WRITTEN INSTRUCTION: Could you rewrite the stretch of data from its first line through the line containing "[[[126,17],[126,7],[122,0],[103,0],[105,15],[117,23]]]" as a JSON list of strings, one string per line and no blank lines?

[Items from a data source]
++++++++

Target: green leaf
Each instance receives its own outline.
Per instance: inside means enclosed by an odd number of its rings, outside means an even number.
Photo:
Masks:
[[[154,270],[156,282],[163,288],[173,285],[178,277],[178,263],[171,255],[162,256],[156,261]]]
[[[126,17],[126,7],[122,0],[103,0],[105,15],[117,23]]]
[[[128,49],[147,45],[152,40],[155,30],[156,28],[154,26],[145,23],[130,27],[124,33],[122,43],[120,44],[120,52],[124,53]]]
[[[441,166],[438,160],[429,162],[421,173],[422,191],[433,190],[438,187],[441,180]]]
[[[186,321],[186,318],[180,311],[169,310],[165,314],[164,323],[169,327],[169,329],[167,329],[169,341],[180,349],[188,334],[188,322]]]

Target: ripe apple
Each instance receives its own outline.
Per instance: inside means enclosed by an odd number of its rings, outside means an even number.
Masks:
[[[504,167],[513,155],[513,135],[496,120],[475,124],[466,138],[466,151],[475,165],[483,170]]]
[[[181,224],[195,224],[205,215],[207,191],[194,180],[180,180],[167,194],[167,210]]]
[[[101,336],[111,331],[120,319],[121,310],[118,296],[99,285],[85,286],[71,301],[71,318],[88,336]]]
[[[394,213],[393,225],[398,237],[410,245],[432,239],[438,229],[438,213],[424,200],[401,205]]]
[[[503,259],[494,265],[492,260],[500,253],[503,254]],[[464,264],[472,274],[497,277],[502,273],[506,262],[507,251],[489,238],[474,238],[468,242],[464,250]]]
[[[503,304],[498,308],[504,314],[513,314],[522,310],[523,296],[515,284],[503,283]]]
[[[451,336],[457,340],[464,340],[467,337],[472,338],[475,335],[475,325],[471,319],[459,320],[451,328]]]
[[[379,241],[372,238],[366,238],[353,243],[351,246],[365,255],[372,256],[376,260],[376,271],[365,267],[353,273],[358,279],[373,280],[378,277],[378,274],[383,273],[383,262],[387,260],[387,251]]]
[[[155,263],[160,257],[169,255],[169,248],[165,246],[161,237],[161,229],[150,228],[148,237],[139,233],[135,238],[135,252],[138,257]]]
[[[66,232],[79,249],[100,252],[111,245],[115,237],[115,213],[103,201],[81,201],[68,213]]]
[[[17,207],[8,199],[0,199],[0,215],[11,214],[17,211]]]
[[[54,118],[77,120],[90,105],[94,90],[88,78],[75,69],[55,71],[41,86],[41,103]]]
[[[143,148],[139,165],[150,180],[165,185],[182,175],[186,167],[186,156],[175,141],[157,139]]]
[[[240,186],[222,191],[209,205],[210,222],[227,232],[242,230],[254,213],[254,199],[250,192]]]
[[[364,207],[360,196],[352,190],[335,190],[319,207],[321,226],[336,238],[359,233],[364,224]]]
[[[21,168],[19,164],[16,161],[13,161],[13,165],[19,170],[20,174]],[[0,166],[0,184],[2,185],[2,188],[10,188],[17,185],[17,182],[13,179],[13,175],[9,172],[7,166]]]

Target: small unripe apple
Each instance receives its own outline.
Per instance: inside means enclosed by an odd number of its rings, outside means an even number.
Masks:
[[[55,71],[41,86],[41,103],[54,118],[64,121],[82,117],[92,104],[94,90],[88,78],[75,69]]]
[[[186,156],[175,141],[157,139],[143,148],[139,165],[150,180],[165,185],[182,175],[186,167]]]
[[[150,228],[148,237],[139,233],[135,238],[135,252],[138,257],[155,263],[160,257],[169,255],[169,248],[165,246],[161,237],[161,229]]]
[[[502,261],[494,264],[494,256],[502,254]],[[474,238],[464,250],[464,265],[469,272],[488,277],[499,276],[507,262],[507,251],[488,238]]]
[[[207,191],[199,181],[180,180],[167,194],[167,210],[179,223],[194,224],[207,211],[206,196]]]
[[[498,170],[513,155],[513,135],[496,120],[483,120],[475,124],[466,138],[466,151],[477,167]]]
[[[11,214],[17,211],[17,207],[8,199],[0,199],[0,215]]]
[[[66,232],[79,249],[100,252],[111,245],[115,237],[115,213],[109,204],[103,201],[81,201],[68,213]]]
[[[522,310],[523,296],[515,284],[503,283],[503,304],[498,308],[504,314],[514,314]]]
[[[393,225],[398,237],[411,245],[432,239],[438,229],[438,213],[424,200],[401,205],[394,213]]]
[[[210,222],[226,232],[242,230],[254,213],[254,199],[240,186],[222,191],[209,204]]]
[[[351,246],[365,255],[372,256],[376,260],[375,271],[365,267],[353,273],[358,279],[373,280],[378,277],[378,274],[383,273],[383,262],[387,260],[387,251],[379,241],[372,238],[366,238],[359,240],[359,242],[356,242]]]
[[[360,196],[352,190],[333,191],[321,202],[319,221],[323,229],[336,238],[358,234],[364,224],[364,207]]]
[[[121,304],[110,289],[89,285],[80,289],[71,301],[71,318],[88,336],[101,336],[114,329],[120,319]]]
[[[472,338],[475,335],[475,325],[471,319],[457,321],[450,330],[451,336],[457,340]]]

++++++++

TASK RESPONSE:
[
  "Target: green leaf",
  "Each instance receives its own outline.",
  "Per instance: inside means enclosed by an odd number of its rings, outside means an even number.",
  "Photo:",
  "Masks:",
  "[[[154,270],[156,282],[163,288],[173,285],[178,277],[178,263],[171,255],[162,256],[156,261]]]",
  "[[[126,17],[126,7],[122,0],[103,0],[105,15],[117,23]]]"
]